**Work required**
Starting at the top of the records below and ending with the line that contains "Place a pin on every instance of the white road", print each line exactly as written, skipping the pictures.
### The records ###
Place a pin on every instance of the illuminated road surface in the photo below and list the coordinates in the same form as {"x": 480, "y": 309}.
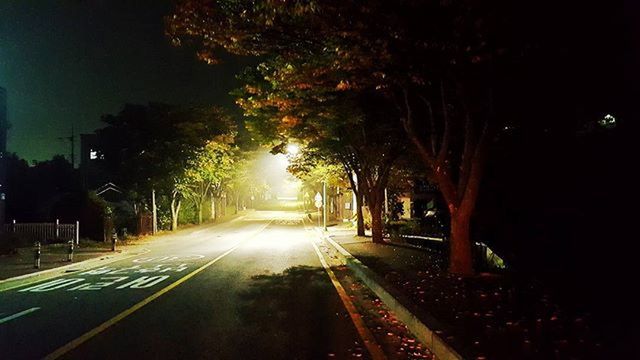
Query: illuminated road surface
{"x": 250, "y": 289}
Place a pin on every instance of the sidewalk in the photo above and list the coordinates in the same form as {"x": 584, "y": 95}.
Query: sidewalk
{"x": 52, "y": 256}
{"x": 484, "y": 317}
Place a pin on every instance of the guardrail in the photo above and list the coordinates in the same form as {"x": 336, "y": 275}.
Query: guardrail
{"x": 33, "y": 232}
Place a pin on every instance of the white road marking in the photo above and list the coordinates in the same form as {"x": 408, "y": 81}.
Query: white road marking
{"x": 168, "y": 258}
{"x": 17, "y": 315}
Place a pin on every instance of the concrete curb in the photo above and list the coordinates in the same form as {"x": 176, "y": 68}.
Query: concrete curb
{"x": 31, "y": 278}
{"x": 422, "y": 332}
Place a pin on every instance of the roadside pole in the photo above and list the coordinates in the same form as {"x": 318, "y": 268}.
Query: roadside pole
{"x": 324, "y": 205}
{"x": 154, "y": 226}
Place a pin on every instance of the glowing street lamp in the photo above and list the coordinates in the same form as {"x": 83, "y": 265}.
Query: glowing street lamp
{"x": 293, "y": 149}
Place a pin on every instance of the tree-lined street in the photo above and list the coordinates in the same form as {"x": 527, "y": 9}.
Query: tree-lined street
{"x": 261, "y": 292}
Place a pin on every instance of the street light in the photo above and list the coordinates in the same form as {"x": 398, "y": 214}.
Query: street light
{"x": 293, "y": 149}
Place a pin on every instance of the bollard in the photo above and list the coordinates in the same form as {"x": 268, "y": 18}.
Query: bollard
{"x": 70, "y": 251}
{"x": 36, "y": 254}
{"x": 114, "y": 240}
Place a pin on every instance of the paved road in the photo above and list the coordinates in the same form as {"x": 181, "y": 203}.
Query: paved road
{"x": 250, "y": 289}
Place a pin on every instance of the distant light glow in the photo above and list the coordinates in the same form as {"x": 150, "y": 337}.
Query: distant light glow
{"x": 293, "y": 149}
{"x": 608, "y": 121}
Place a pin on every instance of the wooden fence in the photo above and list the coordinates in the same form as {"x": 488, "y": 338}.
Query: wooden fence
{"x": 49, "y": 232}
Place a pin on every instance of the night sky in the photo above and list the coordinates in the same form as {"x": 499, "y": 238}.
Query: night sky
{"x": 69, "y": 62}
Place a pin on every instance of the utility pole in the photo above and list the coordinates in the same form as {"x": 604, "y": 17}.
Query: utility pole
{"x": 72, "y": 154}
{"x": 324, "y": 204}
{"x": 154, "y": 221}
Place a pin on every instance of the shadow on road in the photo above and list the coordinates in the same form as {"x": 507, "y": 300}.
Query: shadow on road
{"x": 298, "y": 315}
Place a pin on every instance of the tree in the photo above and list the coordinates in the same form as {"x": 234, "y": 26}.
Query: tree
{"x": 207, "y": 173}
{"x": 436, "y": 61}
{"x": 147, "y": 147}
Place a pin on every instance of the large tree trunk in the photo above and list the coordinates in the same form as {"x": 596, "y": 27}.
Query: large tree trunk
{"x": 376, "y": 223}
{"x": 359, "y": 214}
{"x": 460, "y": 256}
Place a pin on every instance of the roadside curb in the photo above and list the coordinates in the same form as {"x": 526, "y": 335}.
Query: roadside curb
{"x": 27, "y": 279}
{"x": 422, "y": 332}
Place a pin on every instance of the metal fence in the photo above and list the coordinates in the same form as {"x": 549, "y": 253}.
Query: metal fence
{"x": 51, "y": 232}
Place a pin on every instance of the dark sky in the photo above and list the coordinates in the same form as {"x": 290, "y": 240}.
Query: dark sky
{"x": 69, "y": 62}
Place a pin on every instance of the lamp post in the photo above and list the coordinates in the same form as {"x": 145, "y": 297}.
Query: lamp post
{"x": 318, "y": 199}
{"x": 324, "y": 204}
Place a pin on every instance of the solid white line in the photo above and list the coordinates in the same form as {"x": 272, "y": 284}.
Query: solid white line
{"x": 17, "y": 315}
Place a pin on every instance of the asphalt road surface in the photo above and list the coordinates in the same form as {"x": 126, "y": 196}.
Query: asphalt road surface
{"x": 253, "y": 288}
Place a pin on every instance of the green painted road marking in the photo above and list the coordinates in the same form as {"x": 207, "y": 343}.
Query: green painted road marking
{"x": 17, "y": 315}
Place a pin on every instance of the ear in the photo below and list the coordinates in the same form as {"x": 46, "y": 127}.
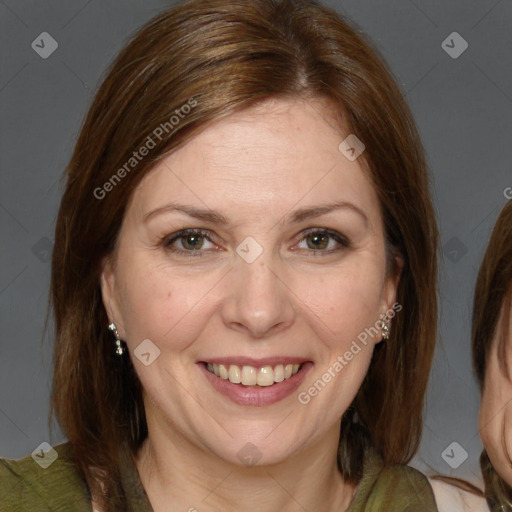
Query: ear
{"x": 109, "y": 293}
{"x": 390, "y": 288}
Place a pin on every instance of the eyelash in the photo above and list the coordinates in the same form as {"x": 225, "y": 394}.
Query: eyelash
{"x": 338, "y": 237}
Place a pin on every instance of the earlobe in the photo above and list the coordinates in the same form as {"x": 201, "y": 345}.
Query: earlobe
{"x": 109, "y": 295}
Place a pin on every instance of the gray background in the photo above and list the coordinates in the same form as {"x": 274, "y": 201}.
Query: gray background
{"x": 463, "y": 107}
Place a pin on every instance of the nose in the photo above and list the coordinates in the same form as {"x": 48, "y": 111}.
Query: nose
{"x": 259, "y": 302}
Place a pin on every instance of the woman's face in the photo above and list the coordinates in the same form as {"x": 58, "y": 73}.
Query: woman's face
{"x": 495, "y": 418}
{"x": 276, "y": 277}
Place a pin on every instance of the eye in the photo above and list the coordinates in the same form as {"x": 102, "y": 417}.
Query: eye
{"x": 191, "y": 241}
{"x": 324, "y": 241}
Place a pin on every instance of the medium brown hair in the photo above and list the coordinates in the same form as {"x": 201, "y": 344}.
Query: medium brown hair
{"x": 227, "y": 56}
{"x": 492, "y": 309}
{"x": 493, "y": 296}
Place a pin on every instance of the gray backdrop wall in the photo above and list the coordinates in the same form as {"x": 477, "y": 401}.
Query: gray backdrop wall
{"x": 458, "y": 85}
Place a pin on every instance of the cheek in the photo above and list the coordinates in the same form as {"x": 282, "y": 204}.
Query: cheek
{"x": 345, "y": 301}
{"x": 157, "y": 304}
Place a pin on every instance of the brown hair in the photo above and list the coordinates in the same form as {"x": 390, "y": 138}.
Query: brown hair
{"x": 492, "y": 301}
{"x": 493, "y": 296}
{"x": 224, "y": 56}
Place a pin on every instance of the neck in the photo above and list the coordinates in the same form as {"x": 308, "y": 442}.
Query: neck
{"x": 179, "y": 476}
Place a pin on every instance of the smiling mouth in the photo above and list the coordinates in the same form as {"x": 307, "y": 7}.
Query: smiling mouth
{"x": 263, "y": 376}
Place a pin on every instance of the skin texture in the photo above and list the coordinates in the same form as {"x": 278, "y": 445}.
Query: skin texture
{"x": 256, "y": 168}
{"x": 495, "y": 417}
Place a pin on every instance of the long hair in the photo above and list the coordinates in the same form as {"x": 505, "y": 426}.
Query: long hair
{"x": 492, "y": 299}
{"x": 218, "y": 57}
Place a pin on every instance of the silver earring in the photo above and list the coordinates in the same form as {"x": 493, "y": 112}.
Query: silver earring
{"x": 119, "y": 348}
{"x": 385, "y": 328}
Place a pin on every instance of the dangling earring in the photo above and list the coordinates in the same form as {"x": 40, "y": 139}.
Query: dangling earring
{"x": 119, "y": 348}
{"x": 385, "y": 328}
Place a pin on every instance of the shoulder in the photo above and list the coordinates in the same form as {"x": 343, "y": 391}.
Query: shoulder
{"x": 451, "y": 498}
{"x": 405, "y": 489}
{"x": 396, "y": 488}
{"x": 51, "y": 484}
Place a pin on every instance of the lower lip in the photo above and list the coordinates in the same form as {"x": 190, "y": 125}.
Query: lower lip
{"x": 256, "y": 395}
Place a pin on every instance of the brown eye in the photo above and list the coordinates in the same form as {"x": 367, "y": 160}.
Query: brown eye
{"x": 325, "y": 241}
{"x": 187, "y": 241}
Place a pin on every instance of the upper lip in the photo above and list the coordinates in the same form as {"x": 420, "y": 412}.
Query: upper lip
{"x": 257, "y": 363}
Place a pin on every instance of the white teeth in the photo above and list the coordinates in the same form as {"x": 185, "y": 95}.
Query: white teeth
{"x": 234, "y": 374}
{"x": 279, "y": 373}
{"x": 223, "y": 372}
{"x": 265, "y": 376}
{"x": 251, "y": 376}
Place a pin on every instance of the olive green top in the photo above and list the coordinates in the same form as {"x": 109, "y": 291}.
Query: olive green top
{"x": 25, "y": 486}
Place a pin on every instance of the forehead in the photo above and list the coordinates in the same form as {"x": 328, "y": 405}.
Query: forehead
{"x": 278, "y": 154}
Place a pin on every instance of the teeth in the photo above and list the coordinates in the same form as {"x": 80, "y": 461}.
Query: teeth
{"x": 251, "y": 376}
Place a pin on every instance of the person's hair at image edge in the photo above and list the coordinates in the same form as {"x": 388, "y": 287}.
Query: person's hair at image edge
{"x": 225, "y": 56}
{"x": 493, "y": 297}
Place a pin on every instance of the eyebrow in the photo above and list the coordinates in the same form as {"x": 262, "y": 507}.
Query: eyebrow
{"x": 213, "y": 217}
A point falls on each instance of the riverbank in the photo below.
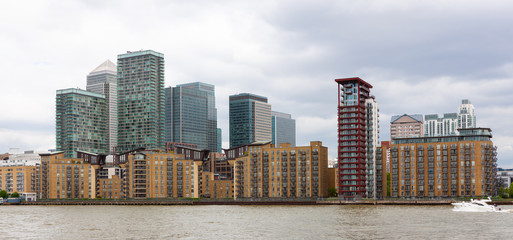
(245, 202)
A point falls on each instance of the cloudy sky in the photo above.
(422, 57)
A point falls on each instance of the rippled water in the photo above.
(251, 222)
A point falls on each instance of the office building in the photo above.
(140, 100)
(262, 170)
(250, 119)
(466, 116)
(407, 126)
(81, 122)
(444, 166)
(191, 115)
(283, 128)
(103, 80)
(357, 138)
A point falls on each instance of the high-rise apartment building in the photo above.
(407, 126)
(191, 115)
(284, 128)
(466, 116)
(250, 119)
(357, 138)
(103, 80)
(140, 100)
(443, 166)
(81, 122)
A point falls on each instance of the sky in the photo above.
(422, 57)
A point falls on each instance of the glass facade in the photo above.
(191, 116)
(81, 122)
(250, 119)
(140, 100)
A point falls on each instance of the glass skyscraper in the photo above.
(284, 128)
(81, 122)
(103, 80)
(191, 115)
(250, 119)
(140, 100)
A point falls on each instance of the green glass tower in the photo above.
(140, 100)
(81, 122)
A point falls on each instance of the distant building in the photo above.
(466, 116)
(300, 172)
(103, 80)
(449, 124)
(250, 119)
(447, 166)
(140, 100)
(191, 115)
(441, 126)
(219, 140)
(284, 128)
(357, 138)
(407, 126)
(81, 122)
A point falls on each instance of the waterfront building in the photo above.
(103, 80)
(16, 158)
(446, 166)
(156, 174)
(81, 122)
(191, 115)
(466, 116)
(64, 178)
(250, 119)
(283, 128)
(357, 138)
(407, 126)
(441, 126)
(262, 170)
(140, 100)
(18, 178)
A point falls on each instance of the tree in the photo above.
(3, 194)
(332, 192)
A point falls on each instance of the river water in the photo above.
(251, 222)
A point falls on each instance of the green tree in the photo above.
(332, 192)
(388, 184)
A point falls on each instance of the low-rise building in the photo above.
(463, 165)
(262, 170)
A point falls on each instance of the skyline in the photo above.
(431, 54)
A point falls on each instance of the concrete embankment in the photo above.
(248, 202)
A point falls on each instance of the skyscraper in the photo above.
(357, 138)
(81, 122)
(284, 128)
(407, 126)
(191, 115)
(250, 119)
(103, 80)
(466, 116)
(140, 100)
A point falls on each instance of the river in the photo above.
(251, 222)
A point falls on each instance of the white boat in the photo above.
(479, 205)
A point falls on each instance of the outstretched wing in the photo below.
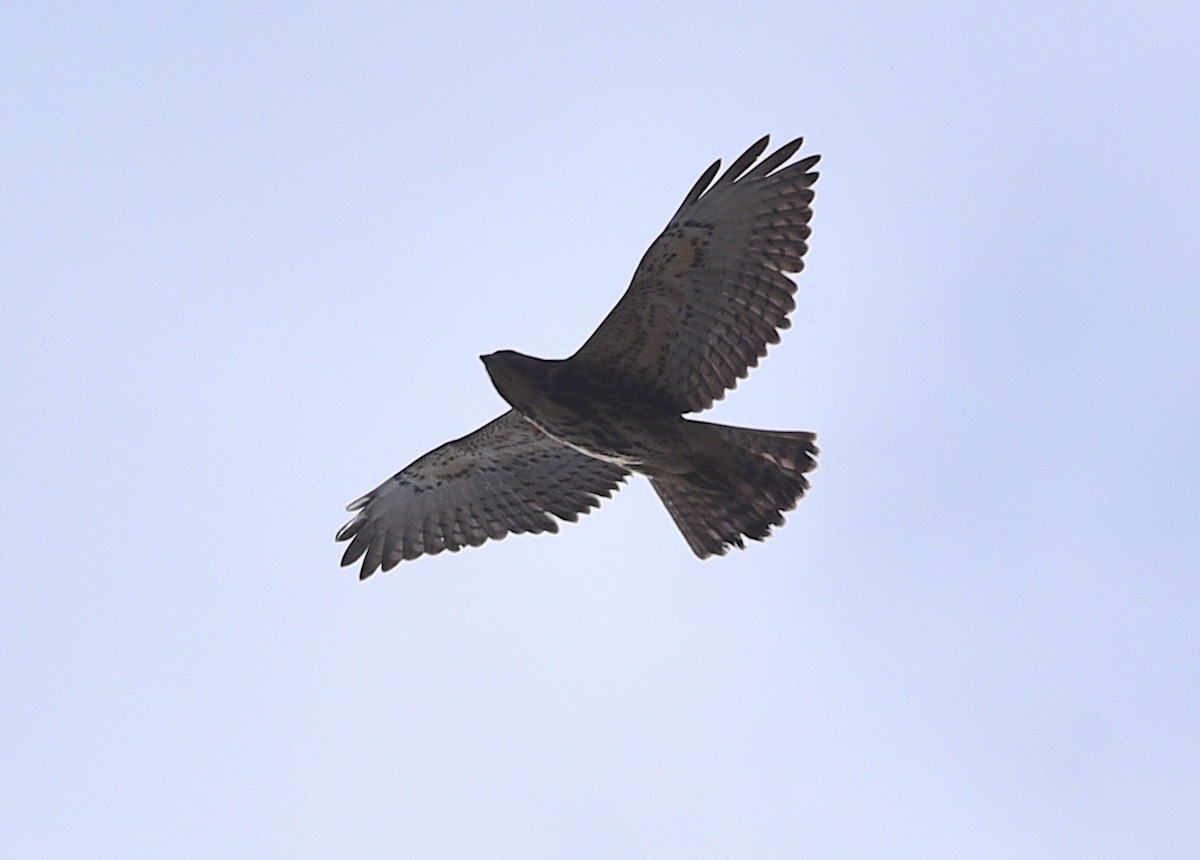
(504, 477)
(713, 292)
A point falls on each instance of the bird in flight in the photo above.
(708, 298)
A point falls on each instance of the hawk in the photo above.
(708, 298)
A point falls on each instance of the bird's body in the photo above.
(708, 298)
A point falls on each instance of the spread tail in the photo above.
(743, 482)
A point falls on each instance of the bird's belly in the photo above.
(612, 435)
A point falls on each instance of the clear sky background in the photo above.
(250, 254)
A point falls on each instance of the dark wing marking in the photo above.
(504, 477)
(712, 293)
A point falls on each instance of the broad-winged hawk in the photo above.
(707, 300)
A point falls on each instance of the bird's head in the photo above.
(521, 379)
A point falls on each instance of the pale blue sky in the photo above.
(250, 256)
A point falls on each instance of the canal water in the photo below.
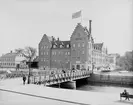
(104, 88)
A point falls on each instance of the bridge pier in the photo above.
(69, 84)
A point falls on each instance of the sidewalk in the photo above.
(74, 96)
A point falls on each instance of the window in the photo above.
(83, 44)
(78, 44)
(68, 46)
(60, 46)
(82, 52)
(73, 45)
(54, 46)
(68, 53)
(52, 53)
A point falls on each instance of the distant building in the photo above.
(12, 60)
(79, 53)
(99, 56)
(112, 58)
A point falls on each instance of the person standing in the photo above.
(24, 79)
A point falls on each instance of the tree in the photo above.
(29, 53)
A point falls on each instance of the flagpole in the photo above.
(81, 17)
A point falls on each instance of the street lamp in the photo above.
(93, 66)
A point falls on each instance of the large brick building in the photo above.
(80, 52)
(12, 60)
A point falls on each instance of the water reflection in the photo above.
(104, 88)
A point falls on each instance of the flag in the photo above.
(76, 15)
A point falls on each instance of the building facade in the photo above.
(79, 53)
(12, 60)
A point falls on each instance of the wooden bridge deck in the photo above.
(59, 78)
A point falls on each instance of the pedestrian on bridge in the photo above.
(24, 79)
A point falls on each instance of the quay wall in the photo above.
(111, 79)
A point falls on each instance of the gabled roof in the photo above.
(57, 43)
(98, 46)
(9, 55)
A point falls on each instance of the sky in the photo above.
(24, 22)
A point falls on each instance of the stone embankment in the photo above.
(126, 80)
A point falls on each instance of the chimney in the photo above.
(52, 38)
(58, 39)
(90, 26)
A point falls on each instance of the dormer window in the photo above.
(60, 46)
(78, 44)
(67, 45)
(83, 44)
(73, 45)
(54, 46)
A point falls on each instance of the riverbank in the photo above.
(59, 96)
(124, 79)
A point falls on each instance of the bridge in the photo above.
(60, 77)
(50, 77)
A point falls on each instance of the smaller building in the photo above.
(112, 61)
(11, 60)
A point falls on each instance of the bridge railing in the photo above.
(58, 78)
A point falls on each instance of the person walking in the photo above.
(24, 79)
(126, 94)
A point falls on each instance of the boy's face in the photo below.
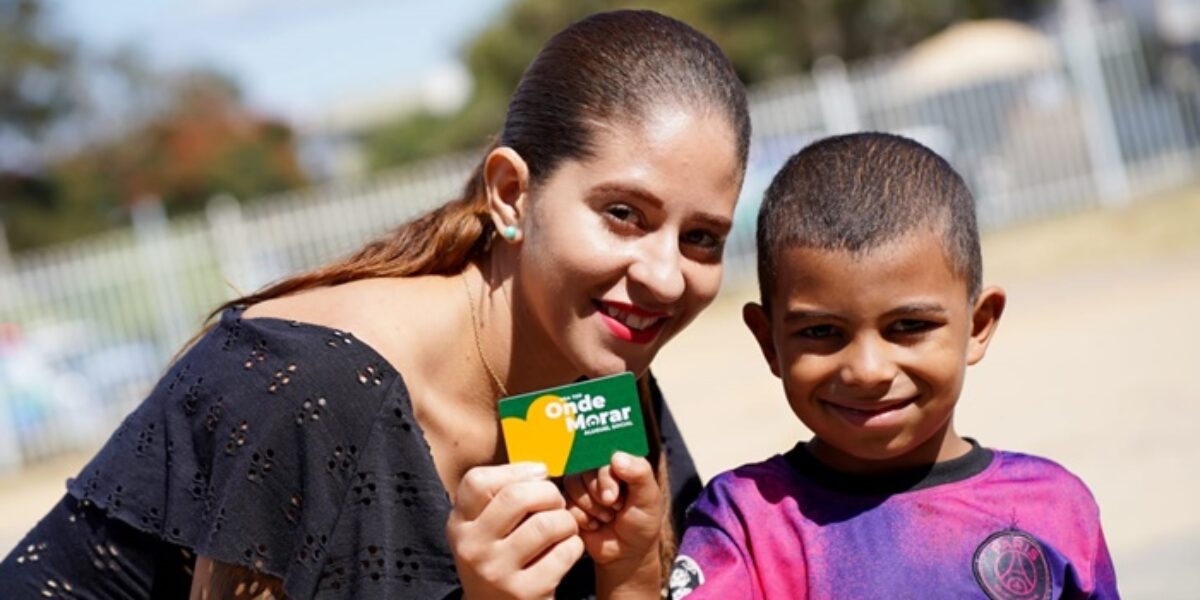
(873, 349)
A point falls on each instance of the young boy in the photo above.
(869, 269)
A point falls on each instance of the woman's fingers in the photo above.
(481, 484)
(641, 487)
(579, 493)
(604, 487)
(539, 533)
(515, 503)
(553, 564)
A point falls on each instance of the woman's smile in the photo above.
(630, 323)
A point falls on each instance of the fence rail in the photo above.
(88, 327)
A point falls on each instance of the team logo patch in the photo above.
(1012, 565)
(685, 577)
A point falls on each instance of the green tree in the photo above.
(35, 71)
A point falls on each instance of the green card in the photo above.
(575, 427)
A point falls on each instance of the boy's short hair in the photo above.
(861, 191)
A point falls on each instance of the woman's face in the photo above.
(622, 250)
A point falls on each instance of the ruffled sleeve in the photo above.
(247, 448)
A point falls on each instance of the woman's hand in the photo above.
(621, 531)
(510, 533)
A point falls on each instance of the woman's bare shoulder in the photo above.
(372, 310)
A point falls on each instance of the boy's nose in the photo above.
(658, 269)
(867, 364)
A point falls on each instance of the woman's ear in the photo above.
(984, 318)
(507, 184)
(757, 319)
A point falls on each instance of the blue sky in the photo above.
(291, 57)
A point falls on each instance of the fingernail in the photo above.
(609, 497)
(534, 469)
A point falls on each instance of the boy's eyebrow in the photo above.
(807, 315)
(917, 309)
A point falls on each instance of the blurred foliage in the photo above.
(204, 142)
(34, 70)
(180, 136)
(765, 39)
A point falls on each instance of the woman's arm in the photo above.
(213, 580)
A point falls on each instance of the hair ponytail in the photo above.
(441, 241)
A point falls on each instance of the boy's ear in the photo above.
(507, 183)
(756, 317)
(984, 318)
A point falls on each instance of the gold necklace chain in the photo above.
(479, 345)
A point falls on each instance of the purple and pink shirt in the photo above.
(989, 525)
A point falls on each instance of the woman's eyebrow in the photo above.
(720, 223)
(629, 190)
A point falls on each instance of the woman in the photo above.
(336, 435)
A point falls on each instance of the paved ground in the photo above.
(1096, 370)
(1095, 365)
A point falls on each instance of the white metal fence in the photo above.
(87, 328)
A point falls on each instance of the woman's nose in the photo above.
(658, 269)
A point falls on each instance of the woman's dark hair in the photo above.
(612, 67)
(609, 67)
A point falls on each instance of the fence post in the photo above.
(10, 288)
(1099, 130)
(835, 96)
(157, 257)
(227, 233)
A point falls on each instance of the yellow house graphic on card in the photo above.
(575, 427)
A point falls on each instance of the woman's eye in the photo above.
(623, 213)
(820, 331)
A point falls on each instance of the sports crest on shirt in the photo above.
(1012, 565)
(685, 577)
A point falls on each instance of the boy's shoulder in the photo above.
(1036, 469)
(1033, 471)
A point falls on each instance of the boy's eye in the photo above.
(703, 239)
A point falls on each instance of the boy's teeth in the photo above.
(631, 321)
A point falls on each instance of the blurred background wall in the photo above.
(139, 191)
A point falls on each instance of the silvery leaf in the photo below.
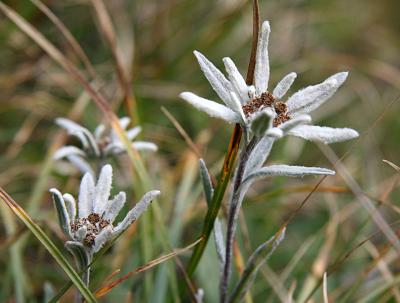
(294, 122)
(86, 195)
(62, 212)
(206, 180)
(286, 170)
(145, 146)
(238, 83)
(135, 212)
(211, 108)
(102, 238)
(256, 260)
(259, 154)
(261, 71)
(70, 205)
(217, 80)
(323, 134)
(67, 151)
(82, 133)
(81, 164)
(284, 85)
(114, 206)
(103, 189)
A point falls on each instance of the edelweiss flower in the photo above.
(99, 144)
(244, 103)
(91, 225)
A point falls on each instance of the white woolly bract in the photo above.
###
**Output below**
Place a pin on every instance of the illuminated road surface in the photo below and list the coordinates in the same form as {"x": 480, "y": 309}.
Query: illuminated road surface
{"x": 250, "y": 289}
Place a pin on every instance of the sidewalk in the photo above and list the coordinates in the same form as {"x": 584, "y": 95}.
Query: sidewalk
{"x": 52, "y": 256}
{"x": 484, "y": 317}
Place a pin on every instance of the guardrail in the photo above and list the coordinates in the same form as {"x": 336, "y": 275}.
Query: guardrail
{"x": 33, "y": 232}
Place a pin on every instance of the white road marking in the photo above and list the coordinates in the same form as {"x": 408, "y": 81}.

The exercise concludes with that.